== Segment start ==

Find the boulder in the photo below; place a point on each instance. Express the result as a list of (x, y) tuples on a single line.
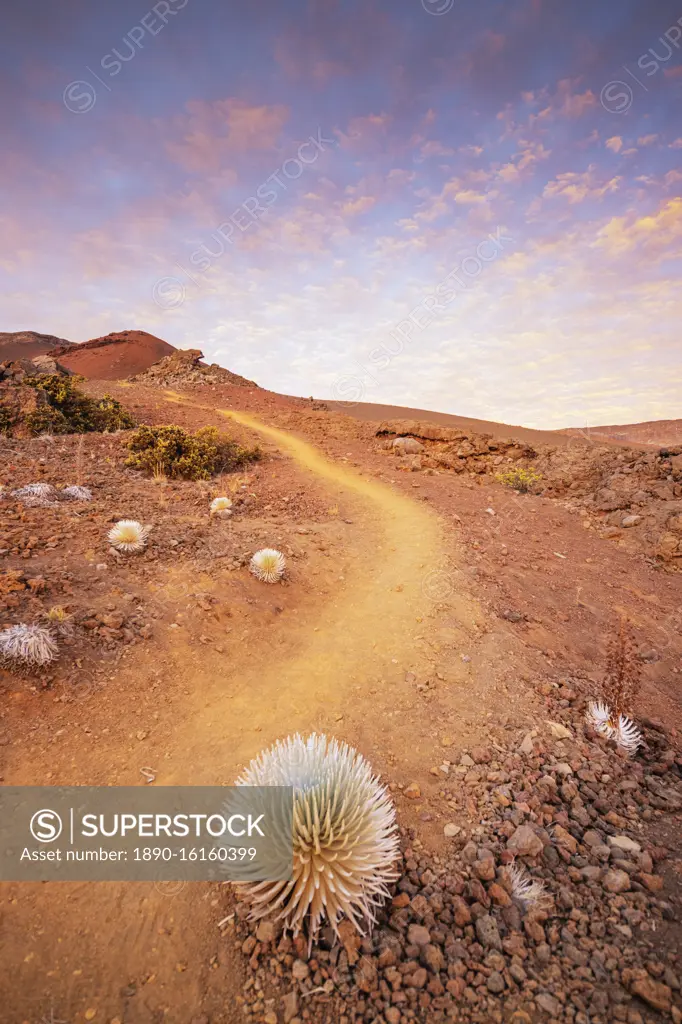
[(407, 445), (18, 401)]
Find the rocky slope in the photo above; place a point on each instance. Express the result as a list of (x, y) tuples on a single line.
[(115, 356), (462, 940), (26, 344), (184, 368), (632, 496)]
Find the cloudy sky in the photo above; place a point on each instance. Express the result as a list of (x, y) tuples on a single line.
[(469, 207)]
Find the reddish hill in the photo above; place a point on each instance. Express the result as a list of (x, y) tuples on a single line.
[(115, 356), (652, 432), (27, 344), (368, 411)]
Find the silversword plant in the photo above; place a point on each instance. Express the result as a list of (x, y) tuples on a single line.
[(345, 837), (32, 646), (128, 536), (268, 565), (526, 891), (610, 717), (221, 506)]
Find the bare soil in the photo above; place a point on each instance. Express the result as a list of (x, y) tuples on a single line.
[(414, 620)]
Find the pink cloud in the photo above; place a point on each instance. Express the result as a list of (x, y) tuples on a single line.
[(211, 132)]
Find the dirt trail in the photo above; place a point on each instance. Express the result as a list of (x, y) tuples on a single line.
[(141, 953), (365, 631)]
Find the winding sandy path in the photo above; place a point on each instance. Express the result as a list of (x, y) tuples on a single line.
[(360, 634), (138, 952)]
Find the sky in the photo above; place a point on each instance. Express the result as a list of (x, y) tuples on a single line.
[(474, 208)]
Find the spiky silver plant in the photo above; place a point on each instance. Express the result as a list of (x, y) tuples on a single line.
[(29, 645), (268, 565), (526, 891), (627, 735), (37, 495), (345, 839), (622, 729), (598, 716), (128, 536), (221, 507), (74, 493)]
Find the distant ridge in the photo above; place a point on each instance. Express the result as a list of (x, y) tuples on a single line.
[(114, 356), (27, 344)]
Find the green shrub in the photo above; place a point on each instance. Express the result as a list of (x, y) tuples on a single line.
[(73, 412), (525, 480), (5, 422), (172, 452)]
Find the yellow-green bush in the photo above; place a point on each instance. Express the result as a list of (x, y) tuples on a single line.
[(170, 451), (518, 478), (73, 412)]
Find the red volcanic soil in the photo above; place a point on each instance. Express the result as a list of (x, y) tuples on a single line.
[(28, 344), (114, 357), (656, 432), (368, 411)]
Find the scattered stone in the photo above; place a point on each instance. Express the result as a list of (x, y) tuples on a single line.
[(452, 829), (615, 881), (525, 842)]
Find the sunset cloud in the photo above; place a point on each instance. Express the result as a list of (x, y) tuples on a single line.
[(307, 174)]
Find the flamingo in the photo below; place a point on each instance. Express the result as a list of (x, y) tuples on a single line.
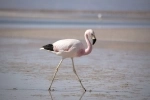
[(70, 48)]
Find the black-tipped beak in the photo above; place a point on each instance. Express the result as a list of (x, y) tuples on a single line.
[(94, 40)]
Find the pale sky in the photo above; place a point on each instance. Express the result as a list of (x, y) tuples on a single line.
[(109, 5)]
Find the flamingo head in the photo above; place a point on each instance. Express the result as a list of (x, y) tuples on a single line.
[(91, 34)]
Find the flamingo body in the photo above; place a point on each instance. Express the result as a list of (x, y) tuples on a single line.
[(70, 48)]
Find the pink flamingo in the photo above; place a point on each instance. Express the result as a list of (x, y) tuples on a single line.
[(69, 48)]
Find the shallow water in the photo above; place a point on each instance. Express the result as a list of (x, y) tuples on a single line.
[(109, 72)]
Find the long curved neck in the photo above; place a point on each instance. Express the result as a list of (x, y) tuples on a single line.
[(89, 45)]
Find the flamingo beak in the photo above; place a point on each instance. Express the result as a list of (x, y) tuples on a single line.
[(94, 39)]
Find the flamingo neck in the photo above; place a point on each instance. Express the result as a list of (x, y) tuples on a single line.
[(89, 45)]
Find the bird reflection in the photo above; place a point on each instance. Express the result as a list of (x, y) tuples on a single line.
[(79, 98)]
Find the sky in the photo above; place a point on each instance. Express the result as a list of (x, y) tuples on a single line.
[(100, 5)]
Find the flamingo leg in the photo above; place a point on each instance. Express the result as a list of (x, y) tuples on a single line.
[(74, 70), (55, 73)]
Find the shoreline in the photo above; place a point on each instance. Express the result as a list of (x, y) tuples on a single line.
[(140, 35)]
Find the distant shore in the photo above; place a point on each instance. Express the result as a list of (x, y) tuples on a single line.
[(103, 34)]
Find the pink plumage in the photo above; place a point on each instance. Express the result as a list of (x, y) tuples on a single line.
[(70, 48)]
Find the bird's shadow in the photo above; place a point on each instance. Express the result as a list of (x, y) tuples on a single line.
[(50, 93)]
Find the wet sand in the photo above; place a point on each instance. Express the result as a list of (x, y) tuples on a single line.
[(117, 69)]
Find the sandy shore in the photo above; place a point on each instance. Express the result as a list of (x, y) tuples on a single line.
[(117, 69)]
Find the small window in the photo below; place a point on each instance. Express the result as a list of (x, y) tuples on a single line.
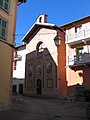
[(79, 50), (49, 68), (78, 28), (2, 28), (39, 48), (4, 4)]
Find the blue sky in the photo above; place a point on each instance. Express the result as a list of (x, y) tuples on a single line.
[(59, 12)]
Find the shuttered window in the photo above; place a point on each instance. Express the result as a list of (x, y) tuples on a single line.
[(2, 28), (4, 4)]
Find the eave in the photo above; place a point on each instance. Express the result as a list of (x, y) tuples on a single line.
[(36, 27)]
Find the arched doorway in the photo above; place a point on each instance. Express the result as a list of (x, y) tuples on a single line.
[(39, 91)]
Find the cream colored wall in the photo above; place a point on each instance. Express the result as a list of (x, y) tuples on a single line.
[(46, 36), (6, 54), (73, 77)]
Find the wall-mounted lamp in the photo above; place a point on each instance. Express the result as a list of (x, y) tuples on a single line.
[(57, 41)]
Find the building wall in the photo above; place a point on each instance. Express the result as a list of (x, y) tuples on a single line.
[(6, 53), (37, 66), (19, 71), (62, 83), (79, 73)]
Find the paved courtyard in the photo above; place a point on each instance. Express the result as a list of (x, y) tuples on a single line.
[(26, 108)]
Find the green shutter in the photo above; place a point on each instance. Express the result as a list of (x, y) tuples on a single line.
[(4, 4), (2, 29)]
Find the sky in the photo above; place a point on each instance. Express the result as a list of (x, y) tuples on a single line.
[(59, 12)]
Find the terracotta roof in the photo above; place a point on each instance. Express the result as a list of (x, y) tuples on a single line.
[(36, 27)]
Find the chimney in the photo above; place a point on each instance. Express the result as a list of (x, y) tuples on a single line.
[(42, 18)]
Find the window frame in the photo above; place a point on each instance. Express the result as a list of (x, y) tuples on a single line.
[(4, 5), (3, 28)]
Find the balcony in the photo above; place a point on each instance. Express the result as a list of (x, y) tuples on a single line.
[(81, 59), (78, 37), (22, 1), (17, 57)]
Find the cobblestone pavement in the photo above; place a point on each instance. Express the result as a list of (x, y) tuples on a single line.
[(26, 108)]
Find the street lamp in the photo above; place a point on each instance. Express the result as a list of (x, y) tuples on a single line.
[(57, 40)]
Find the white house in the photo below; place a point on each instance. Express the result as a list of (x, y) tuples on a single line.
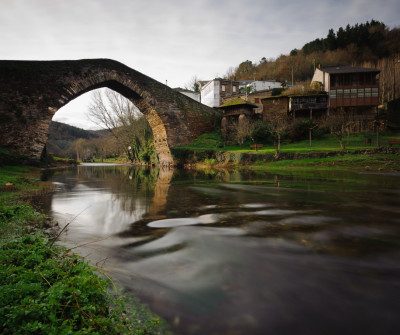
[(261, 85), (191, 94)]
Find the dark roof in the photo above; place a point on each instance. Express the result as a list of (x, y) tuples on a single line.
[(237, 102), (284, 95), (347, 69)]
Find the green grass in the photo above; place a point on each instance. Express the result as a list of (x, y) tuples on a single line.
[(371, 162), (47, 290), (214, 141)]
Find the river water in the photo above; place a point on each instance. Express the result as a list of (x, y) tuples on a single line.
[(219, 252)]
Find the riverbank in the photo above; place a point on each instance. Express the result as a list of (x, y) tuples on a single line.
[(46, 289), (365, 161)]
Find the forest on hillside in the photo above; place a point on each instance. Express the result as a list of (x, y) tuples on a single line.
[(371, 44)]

== Segment end ==

What is required - Reproduce the material word for word, minus the images.

Final answer -
Find the boulder in the photo below; place a point on each instance. Express the result as a list of (x, y) tuples on a single line.
[(407, 445), (18, 401)]
Find the rocky slope in the photo above; place a point on each instance. Express the result as a list of (x, y) tuples on a single line.
[(115, 356), (462, 940), (26, 344), (184, 368), (632, 496)]
Find the cloudy sky in the photo above; place a point on each instance. Express the result as a list of (x, y) tuples on a single line.
[(469, 207)]
Find the reddish hill in the photo above; place a point on each instance. Express the result as a list of (x, y) tuples on a single line.
[(115, 356), (652, 432), (27, 344), (368, 411)]
Find the silversword plant in the photo above; place a point on each instance. Express the result as a list of (x, y) tuples on a single line.
[(345, 837), (32, 646), (128, 536), (268, 565), (526, 891), (610, 717), (221, 506)]
Find the bare soil in the photo above; place a point on each instance. Express the result as a list of (x, y) tuples on a single line.
[(414, 620)]
Find the pink cloud in the photo above; place a point on each instance. Express the result as a list of (x, y) tuples on a single line.
[(211, 132)]
Find the dirt trail in the photo above; place a point on each instance. Express the result as a list of (x, y) tuples on a single line.
[(141, 953), (365, 631)]
Find the winding sandy path in the photo above; place a point on each instance. Express the result as a list of (x, y) tuples on a single line.
[(360, 634), (138, 952)]
Find the sky in the photo above; place a point on each instance. Express the result as a list of (x, y) tuples on a single line.
[(474, 208)]
Find the spiky silver plant in the photo above; place a point on each instance. Express the result as a list of (x, y) tuples on a single line.
[(29, 645), (268, 565), (526, 891), (627, 735), (37, 495), (345, 839), (622, 729), (598, 716), (128, 536), (221, 507), (74, 493)]
Find the distant ridge in the photo above; place a point on each instance. Express the result as a list of (x, y) tuples on a single line.
[(114, 356), (27, 344)]
Find the green shrub in the photo above; place a point on each instance. Express the result as a list of (x, y) tuples on a single line.
[(73, 412), (525, 480), (5, 422), (172, 452)]
Find the yellow-green bush in the photo above; place a point on each instance. Express the result as a list of (x, y) tuples on a single line.
[(170, 451), (518, 478), (73, 412)]
Find the red volcanic soil in the photo above; place a point on each instance. Express the result as a list of (x, y) tuples on a single line.
[(28, 344), (114, 357), (656, 432), (368, 411)]
Find the scattered stone in the photo above; place a point on each instance. Express the result as a list of (x, y) tuples on a single line.
[(452, 829), (615, 881), (525, 842)]
Find the sunset cloud in the photo above; place a point on each instance. Express the result as a list of (x, y) tuples on a single line.
[(307, 174)]
Find the flamingo in the photo below; place a point on each instance. Express the result as a list of (x, y) tuples on a single line.
[(70, 48)]
Find the black-tipped beak in the photo above; place a point on each instance. Express the result as a list of (x, y) tuples on a single line.
[(94, 40)]
Find the pale sky in the photo above; place a point on each instance. Express the result as a list of (x, y) tuples on a single line.
[(109, 5)]
Find the flamingo head in the photo above; place a point on each instance. Express the result as a list of (x, y) tuples on a single line.
[(91, 34)]
Find the flamingo body in the photo above; place a point on each instance. Express the result as a list of (x, y) tuples on a single line.
[(70, 48)]
Find the pink flamingo in the photo above; place a point on each instance. Express the result as a list of (x, y) tuples on a single line.
[(69, 48)]
Find the shallow water in the photo above; place a point on each instance. Express the result as a list of (x, y) tuples on a single line.
[(109, 72)]
Find the long curved neck in the photo above; place a point on each instance. Express the result as a list of (x, y) tuples on a single line.
[(89, 45)]
Find the flamingo beak in the photo above; place a point on each instance. Express the result as a list of (x, y) tuples on a single line.
[(94, 39)]
Find the flamingo neck in the photo above; place a point on each instance. Express the result as a list of (x, y) tuples on a single line.
[(89, 45)]
Find the bird reflection in the photo above; place a point on each instance. Express the result as a list of (x, y) tuples on a single line.
[(79, 98)]
Find the sky in the photo above; place a point on each instance. Express the result as a list of (x, y) tuples on a single line.
[(100, 5)]
Find the flamingo leg in the photo above; place a point on each instance. Express the result as a list of (x, y) tuples on a single line.
[(74, 70), (55, 73)]
Find the shoreline in the photo above; place a point on each instance. Express the result as a list of (x, y) tuples on a single line.
[(140, 35)]
Find the distant shore in the photo above; place a point on each instance. Express the result as a list of (x, y) tuples on a single line.
[(103, 34)]
Find the pink plumage in the photo above; place a point on each instance. Express the result as a list of (x, y) tuples on a single line.
[(70, 48)]
Find the bird's shadow in the photo above; place a point on each instance. Express the result as a list of (x, y) tuples on a single line.
[(50, 93)]
Find the wet sand in the photo above; place a point on each instance. Express the result as a list of (x, y) tuples on a single line.
[(117, 69)]
Find the sandy shore in the photo above; place a point on each instance. Express the result as a list of (x, y) tuples on a single line.
[(117, 69)]
Find the small window in the photo below; place a point on each instance. Express the result as a list of (x, y) tuples on a single line.
[(79, 50), (49, 68), (78, 28), (2, 28), (39, 48), (4, 4)]
Find the blue sky in the photo above; place a point on each instance. Express the result as a list of (x, y) tuples on a single line.
[(59, 12)]
Find the shuttered window in the photo above; place a point on each instance. Express the result as a list of (x, y) tuples on a single line.
[(2, 28), (4, 4)]
Find the eave in the photo above; place a point on each instance. Express the result as a list of (x, y) tuples on a single line.
[(36, 27)]
Find the arched doorway in the photo above; place a point on each instance. Express the result as a list of (x, y) tuples on a single line.
[(39, 91)]
Find the cream colored wall in the photo above; place a point on each instance. Express the result as a list of (x, y) tuples on a single line.
[(46, 36), (6, 54), (73, 77)]
Find the wall-mounted lamp in the photo above; place a point on each instance. Express the result as a list of (x, y) tuples on a single line.
[(57, 41)]
Find the building wall in the photo above; place a point on each instance. Express the result as a list of (x, y) tuples on a single line.
[(6, 53), (37, 66), (19, 71), (62, 83), (79, 73)]
Find the paved courtyard in the photo above; place a point on each instance. Express the result as a list of (x, y) tuples on a single line.
[(26, 108)]
Find the green shutter in the photo above; place a point on each instance. Express the result as a list of (x, y) tuples on a single line.
[(4, 4), (2, 29)]
Find the sky in the photo above; place a point on each instance. Express the result as a list of (x, y) tuples on a single line.
[(59, 12)]
Find the terracotta roof in the photo above; place a point on each instance. Express the result as a list of (x, y) tuples on a single line.
[(36, 27)]
Find the chimney in the photo above; place a point on each instance. Express the result as a list of (x, y) tuples on a single line.
[(42, 18)]
Find the window frame in the photo above; place a point on each instance. Express the result as a list of (x, y) tuples on a single line.
[(4, 5), (3, 28)]
Find the balcony in the photo above; place a point on each instance. Express the result as a list of (x, y) tuples on a single line.
[(81, 59), (78, 37), (22, 1), (17, 57)]
Find the cobblestone pavement in the photo above; place a point on each instance. Express the result as a list of (x, y) tuples on a single line.
[(26, 108)]
Find the street lamp in the photo above; place a point on each instance. Express the result as a list of (x, y) tuples on a single line.
[(57, 40)]
Find the white house in the photo below; place a point on each instance. Express the result as a list of (x, y) tuples on a single line.
[(261, 85), (191, 94)]
Find the dark roof in the photo above; place a point on each instance. Express the result as a list of (x, y) tuples on a single line.
[(237, 102), (284, 95), (347, 69)]
Find the green grass in the photo above; place a point on each instance. Express the result as a list of (x, y) tuples on a single line.
[(371, 162), (47, 290), (214, 141)]
Find the river water in the photo above; place a point on each instance. Express the result as a list of (x, y) tuples on a single line.
[(219, 252)]
Find the riverbank in the photo above; place a point on each instance. Express the result as a list of (x, y) tuples on a single line.
[(46, 289), (365, 161)]
Find the forest on hillside in the photo above; place a point on each instance. Express the result as a list of (x, y) tuples on a single line.
[(371, 44)]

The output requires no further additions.